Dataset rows
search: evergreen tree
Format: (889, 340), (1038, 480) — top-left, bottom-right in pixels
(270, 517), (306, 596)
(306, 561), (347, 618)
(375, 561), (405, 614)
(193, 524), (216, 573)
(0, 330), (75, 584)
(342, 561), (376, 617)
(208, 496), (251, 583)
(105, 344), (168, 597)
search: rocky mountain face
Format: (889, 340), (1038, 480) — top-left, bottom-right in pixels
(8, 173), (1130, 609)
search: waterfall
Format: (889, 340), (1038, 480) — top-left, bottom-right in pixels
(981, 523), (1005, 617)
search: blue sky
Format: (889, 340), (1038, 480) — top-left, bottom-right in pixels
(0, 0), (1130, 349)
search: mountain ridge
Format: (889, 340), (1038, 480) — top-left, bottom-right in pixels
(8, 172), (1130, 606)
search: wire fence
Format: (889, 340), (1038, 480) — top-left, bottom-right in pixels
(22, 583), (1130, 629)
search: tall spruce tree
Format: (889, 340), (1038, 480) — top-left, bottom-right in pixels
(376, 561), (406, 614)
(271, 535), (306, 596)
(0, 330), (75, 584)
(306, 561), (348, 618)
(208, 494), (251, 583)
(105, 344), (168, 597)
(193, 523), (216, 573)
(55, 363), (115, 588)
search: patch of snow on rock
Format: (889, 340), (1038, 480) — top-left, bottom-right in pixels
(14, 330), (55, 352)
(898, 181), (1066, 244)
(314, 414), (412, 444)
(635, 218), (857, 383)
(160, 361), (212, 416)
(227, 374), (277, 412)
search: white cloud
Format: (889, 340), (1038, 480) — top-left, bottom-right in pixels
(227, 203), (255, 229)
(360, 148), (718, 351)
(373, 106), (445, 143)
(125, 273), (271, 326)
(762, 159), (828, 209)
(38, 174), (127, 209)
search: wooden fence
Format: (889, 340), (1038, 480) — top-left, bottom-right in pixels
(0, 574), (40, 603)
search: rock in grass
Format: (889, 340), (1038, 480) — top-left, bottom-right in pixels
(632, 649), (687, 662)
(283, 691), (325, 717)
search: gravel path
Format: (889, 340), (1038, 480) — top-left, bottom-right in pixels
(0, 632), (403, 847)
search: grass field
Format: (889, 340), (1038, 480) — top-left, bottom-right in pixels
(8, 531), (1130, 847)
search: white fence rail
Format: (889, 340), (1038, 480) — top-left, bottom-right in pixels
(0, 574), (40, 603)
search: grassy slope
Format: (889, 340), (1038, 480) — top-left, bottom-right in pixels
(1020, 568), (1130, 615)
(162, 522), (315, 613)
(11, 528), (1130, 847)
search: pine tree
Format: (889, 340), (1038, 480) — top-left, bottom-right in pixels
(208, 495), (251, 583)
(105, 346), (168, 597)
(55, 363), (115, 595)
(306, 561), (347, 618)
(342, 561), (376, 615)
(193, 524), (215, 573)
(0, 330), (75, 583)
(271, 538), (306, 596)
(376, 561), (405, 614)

Challenge :: Rename every "search" to "query" throughout the records above and leave all other text unchanged.

Output of the task ::
query: evergreen tree
Format: (889, 340), (1038, 480) — top-left, bottom-right in pixels
(270, 517), (306, 596)
(306, 561), (347, 618)
(375, 561), (405, 614)
(193, 524), (216, 573)
(0, 330), (75, 584)
(342, 561), (376, 617)
(208, 496), (251, 583)
(105, 344), (168, 597)
query: rocky mountain face
Format: (889, 340), (1038, 480) — top-left, bottom-right in pixels
(8, 173), (1130, 609)
query: waterfall
Format: (889, 340), (1038, 480) — top-left, bottom-right in pixels
(981, 523), (1005, 617)
query: blue sky
Format: (889, 340), (1038, 480) — top-left, bottom-right in pixels
(0, 0), (1130, 349)
query: mountain ridge
Format: (889, 340), (1038, 480) — top-left, bottom-right in pixels
(8, 172), (1130, 606)
query: wire fence
Format: (889, 340), (1038, 480) — top-left, bottom-right in pixels
(22, 583), (1130, 629)
query: tall spruce tree
Format: (889, 340), (1038, 480) — top-left, bottom-right in pixels
(376, 561), (406, 614)
(271, 535), (306, 596)
(0, 330), (75, 584)
(306, 561), (348, 618)
(208, 494), (251, 583)
(105, 344), (168, 597)
(193, 523), (216, 573)
(55, 363), (115, 588)
query: patch of snow on rock
Format: (889, 340), (1038, 480) — top-left, bottom-right in pixels
(14, 330), (55, 352)
(898, 181), (1066, 244)
(314, 414), (412, 444)
(635, 218), (857, 383)
(160, 361), (212, 416)
(227, 374), (277, 412)
query: white cloud
Format: (889, 340), (1038, 480) — top-left, bottom-right in pixels
(227, 203), (255, 229)
(360, 148), (718, 351)
(373, 106), (445, 143)
(125, 273), (271, 326)
(762, 159), (828, 209)
(38, 174), (127, 209)
query: wooden fence
Format: (889, 340), (1038, 480) — top-left, bottom-right in pixels
(0, 574), (40, 603)
query: rock in grass
Format: (889, 340), (1038, 480) — top-left, bottom-right in pixels
(632, 649), (687, 662)
(283, 691), (325, 717)
query: gravel path
Format: (889, 340), (1038, 480) — top-left, bottom-right in pixels
(0, 632), (403, 847)
query: grass field
Format: (889, 340), (1038, 480) — top-left, bottom-right in pixels
(8, 531), (1130, 847)
query: white fence rail
Format: (889, 340), (1038, 480) — top-left, bottom-right in pixels
(0, 574), (40, 603)
query: grassy slope
Format: (889, 340), (1038, 480) — top-left, bottom-right in pixels
(1020, 568), (1130, 615)
(162, 522), (315, 613)
(11, 528), (1130, 847)
query: pine tree
Format: (889, 340), (1038, 480) — top-left, bottom-right in pixels
(208, 495), (251, 583)
(105, 346), (168, 597)
(55, 363), (115, 595)
(306, 561), (347, 618)
(342, 561), (376, 615)
(193, 524), (215, 573)
(0, 330), (75, 583)
(271, 538), (306, 596)
(376, 561), (405, 614)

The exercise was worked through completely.